Written exercise » List every line in the entries below that contains the word "nose", and copy each line in full.

Data in this exercise »
# # # #

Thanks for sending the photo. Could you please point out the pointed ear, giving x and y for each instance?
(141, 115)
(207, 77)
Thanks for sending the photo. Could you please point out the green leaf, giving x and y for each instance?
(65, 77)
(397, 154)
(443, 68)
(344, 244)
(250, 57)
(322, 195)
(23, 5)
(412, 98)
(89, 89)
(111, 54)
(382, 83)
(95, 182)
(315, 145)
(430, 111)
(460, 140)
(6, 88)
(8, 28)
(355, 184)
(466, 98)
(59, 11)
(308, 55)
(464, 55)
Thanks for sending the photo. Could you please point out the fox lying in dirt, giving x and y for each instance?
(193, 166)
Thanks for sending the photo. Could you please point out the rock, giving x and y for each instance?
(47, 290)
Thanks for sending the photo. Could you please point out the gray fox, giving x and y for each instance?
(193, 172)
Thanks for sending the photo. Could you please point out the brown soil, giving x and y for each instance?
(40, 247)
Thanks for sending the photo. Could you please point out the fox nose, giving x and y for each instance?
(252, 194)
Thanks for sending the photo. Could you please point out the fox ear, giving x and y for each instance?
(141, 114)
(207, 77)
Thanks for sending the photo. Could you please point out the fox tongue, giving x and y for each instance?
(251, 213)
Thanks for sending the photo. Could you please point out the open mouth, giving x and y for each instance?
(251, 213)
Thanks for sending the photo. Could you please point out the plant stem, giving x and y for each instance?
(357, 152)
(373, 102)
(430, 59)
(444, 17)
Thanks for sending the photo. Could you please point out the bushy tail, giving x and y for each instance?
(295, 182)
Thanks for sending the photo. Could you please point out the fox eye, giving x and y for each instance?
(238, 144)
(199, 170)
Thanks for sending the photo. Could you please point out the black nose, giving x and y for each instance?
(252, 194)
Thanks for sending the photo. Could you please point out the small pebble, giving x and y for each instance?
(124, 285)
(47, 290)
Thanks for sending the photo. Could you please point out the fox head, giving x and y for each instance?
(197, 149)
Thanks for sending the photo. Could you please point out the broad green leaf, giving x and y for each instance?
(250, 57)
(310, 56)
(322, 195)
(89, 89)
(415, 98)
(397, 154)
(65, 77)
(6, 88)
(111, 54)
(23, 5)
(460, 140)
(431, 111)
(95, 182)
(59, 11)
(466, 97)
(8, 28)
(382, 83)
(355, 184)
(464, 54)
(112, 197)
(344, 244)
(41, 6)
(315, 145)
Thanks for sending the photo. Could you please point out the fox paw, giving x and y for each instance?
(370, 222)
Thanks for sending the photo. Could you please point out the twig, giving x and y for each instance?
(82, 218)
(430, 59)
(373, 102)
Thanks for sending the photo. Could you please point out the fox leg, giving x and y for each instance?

# # # #

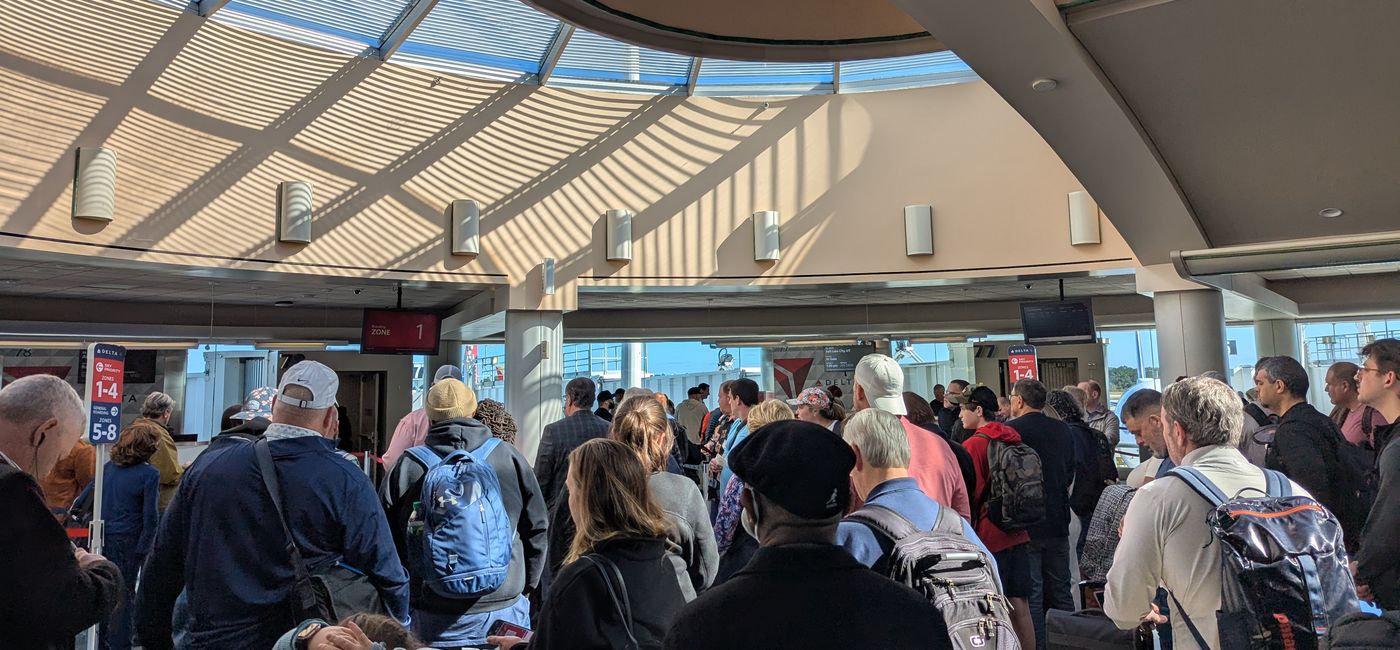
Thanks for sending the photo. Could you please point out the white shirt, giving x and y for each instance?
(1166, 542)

# # # #

Result for this exercise »
Thanks for sending the photo. Could you please point out the fox nose, giving x and y for each instance?
Thanks for sending the photo. Could you please point out the black nose, giving x and y for each instance?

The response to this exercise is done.